Requirement: Retype, word for word, each line between the lines holding "Return the mask of every instance of the white" and "Return the mask of every instance of the pedestrian", inclusive, and leave the rest of the data alone.

[Stored data entries]
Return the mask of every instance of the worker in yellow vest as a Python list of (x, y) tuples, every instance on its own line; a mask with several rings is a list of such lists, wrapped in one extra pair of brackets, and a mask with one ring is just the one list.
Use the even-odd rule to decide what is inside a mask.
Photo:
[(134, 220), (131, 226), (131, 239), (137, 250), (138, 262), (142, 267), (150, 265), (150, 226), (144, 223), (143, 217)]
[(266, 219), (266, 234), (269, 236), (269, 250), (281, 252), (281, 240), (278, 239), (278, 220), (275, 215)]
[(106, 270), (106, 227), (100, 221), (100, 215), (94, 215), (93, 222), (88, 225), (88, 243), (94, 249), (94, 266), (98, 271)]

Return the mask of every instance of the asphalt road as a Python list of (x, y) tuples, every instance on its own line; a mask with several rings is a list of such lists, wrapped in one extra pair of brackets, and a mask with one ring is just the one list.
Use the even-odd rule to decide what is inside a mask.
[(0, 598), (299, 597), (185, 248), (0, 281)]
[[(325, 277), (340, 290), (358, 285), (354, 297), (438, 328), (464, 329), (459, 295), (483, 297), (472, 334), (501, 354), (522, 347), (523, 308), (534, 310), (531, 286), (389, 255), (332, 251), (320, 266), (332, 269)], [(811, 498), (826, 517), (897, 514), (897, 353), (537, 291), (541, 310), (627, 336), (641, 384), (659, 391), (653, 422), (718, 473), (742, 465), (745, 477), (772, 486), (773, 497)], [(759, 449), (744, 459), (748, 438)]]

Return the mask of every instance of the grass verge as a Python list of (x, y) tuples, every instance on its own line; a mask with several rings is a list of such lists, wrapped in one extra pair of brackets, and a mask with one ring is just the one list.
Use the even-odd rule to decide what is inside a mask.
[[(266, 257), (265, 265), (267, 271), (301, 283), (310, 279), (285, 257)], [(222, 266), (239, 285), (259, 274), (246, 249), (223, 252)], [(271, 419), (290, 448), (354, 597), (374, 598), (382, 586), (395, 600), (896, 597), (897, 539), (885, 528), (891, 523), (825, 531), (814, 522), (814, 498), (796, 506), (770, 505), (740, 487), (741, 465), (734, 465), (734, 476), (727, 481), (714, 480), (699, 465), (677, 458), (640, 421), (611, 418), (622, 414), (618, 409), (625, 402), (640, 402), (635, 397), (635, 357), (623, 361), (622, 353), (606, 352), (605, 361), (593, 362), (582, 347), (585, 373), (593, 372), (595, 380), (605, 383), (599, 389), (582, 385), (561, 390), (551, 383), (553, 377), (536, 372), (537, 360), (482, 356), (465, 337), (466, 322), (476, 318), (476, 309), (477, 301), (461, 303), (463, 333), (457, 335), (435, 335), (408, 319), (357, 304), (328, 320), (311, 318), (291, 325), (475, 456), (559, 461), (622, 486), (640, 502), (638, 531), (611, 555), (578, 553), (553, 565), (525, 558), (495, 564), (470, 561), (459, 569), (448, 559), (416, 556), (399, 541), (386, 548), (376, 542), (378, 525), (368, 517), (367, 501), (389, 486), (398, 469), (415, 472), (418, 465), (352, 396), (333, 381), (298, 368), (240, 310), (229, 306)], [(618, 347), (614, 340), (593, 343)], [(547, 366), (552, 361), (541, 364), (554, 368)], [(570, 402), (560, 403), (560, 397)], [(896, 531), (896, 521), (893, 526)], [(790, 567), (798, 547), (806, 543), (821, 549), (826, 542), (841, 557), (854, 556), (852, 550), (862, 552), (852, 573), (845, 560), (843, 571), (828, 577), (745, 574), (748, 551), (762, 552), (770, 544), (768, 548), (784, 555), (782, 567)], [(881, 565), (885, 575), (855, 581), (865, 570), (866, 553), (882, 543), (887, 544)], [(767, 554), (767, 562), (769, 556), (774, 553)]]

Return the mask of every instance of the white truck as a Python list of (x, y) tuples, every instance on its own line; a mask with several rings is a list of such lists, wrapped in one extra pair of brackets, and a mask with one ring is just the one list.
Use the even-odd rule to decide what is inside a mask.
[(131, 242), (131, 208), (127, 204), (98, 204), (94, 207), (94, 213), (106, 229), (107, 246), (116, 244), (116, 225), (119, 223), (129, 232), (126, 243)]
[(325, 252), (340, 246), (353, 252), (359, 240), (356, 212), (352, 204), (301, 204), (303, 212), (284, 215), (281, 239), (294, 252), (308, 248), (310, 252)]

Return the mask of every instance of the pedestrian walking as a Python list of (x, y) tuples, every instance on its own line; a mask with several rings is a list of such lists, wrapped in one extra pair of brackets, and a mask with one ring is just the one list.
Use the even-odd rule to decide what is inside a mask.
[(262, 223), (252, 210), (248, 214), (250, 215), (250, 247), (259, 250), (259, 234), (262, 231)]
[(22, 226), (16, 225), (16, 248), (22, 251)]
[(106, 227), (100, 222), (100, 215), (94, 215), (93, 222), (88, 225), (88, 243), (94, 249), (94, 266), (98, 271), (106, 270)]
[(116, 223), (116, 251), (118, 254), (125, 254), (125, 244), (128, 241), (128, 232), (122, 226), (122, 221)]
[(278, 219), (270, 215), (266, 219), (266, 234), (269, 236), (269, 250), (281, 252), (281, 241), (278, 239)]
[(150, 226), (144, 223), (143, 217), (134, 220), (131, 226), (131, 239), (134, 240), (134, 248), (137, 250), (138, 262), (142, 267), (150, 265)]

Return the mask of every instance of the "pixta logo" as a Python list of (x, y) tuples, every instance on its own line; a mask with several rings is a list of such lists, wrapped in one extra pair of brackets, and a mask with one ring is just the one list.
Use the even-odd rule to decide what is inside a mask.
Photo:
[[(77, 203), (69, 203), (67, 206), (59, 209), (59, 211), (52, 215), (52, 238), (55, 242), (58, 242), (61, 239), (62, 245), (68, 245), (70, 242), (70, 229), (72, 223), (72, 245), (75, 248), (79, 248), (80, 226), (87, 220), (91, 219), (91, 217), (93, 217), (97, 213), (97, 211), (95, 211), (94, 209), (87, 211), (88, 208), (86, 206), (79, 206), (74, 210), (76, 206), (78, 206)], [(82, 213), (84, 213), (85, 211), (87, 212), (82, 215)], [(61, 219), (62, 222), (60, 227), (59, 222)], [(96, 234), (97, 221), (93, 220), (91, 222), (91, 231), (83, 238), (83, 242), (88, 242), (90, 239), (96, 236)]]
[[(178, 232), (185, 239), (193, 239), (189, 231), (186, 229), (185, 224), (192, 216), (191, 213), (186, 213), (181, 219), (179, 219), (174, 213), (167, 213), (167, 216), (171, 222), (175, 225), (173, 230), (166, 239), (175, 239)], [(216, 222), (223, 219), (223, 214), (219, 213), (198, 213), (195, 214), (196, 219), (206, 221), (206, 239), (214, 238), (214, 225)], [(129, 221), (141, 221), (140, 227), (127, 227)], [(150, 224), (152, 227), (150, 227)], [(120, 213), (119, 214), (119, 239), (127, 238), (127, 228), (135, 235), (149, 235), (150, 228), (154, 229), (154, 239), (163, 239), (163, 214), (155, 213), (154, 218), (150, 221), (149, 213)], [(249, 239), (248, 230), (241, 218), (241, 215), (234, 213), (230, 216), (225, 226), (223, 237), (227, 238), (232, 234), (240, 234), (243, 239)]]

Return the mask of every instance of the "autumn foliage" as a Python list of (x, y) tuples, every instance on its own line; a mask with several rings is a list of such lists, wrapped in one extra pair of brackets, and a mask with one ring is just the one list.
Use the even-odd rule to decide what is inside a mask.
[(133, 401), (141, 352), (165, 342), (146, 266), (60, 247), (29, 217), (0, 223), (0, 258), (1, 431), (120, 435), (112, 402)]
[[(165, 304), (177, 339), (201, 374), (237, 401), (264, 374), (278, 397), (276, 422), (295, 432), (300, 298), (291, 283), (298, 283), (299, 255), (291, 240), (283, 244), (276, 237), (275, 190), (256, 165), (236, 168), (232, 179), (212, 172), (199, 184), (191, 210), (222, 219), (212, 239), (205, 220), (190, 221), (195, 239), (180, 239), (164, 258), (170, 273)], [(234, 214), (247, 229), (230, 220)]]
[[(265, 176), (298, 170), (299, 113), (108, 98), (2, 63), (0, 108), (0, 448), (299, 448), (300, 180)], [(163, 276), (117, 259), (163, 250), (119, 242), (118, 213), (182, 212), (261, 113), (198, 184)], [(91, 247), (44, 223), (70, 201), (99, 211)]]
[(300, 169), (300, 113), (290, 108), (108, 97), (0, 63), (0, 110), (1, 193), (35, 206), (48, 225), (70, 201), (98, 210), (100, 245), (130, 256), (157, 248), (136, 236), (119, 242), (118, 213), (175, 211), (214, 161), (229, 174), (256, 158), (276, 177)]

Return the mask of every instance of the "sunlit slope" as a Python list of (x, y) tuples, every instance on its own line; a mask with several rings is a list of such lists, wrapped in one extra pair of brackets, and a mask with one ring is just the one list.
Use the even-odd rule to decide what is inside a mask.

Completed task:
Return the mask of every instance of the white truck as a Python list of (x, y) tuples, every instance on its own line; a mask with several rings is a list of such lists, wrapped in one extra pair of brackets, and a mask with one ring is just the one list.
Use the even-odd rule to decide what is inside a mask.
[(131, 242), (131, 208), (127, 204), (98, 204), (94, 207), (94, 213), (106, 229), (107, 246), (116, 244), (116, 225), (119, 223), (129, 232), (126, 243)]
[(325, 252), (340, 246), (353, 252), (359, 240), (356, 212), (352, 204), (301, 204), (303, 212), (284, 215), (281, 239), (294, 252), (308, 248), (310, 252)]

Return the mask of every instance of the pedestrian walking as a Python list of (x, y) tuples, every instance on its own line; a mask with several rings is a list of such lists, wrapped in one extra pair of brackets, and a mask with one ring is just the one list.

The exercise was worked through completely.